**What to work on:** Show every line of the records that contains the string "positive", matching case exactly.

# # # #

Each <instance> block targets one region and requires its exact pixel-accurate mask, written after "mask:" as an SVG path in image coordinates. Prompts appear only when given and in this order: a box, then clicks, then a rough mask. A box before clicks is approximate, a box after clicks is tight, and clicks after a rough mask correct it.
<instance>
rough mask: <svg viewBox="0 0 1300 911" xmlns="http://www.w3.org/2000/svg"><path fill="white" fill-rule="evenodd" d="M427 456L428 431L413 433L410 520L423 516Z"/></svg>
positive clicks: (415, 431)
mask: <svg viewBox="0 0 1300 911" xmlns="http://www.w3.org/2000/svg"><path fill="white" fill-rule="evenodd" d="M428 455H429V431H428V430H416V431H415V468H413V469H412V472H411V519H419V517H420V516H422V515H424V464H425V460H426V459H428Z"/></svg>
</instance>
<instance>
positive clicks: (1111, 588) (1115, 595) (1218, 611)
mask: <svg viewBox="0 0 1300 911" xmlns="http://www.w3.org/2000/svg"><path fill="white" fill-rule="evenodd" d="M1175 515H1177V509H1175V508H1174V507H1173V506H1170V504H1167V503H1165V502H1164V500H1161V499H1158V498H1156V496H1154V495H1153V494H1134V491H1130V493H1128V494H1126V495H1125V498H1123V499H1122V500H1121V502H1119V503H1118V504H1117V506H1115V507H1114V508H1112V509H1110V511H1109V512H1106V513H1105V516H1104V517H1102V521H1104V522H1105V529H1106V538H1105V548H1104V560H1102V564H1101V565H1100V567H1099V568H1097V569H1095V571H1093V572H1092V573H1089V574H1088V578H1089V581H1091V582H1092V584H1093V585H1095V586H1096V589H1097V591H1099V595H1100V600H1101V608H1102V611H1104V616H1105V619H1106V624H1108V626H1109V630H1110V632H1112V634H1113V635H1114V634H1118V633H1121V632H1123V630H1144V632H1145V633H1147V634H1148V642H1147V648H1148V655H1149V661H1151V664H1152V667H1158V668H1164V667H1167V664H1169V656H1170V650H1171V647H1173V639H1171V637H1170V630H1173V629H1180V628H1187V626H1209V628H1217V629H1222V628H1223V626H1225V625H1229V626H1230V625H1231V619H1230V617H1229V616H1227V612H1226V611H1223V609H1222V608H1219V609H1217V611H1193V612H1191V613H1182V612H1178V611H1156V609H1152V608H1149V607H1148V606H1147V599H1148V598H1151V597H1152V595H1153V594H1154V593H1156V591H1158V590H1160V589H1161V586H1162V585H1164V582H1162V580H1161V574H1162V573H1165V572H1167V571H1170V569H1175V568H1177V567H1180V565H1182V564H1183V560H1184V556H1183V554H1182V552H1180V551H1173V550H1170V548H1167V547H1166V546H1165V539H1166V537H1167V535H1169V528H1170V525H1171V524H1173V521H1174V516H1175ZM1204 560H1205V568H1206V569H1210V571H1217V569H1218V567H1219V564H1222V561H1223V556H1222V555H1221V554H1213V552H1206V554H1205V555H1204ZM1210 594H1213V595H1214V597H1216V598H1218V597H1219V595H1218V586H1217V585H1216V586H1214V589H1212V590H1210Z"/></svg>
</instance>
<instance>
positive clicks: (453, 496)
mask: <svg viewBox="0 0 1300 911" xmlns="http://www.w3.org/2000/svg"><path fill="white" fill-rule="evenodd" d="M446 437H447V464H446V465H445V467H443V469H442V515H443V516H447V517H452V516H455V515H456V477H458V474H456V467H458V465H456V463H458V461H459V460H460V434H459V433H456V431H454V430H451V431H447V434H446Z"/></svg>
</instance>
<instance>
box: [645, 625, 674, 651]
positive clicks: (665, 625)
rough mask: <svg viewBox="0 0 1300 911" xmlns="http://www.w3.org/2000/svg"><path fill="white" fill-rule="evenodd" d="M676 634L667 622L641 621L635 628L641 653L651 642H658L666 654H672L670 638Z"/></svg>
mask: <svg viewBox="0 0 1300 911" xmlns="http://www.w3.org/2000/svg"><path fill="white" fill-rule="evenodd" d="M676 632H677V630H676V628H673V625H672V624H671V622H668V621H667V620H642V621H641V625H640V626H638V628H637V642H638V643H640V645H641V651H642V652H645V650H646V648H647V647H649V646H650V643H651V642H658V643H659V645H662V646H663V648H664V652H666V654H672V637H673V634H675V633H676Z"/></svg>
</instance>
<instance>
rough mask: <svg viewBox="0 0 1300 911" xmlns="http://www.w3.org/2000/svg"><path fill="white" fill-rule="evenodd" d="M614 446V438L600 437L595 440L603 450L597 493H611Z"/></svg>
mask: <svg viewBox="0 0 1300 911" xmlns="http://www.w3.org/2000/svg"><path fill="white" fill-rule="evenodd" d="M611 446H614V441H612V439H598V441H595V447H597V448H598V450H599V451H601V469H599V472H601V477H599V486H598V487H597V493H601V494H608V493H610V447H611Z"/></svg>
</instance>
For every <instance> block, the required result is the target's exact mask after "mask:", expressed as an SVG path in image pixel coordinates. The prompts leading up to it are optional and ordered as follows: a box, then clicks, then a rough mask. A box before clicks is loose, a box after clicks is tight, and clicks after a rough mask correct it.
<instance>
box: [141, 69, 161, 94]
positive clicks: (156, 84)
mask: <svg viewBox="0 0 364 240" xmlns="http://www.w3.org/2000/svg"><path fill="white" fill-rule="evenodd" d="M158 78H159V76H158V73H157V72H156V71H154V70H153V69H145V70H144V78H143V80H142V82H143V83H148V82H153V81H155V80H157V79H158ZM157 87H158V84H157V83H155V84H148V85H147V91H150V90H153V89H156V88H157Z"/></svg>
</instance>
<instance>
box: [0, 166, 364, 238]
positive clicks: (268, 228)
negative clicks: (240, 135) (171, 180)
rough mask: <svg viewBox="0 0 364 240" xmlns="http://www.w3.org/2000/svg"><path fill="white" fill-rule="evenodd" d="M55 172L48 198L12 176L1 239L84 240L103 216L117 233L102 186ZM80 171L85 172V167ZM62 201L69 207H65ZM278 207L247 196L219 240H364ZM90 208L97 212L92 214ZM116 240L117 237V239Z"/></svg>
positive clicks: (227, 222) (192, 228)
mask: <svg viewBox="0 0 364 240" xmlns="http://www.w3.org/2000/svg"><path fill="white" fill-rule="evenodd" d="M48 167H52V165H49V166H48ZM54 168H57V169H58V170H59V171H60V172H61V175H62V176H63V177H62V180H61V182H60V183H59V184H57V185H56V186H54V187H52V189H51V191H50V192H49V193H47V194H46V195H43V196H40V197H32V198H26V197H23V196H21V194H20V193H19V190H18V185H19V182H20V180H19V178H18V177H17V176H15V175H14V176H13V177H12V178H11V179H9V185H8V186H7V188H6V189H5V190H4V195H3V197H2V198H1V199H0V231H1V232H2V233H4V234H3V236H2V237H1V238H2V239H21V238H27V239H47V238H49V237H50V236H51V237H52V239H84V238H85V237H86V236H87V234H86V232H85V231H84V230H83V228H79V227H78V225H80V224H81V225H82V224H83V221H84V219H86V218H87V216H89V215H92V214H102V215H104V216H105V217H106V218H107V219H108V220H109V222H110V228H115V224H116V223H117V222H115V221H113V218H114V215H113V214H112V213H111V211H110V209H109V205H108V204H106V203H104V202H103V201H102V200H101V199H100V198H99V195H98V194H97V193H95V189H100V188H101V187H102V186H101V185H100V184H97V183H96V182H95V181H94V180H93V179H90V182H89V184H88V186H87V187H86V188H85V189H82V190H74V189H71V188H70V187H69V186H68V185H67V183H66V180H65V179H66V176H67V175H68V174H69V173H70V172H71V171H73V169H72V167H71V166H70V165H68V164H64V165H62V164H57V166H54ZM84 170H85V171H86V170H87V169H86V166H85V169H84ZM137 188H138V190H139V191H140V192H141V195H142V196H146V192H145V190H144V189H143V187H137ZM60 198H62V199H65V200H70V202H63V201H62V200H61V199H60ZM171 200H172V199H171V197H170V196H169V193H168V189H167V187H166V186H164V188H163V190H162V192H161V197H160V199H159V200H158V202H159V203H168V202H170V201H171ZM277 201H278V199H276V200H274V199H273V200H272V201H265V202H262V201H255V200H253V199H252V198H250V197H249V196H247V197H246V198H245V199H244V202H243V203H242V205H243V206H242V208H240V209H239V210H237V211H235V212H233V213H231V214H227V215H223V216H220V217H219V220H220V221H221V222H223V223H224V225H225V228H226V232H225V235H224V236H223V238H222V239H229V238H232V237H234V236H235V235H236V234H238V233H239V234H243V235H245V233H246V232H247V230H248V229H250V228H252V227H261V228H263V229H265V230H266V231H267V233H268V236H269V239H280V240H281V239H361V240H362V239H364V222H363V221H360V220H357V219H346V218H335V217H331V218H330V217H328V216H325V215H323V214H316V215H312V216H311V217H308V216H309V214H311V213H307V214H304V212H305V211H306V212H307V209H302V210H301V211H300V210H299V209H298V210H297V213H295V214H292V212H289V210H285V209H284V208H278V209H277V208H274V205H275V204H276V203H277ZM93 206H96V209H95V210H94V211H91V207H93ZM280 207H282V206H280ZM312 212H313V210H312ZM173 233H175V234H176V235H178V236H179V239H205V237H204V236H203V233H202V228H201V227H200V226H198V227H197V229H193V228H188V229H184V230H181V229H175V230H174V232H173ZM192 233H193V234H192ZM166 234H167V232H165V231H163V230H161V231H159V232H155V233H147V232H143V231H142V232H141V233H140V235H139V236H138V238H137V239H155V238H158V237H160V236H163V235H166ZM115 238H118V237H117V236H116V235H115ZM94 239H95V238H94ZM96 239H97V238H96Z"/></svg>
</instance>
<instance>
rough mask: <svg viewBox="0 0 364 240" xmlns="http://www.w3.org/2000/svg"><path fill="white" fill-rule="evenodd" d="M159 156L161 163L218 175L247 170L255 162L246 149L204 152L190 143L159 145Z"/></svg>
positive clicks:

# # # #

**Expected answer:**
positive clicks: (415, 431)
positive clicks: (1111, 588) (1115, 595) (1218, 611)
positive clicks: (453, 496)
positive clicks: (665, 625)
positive clicks: (156, 84)
positive clicks: (268, 228)
positive clicks: (227, 222) (192, 228)
positive clicks:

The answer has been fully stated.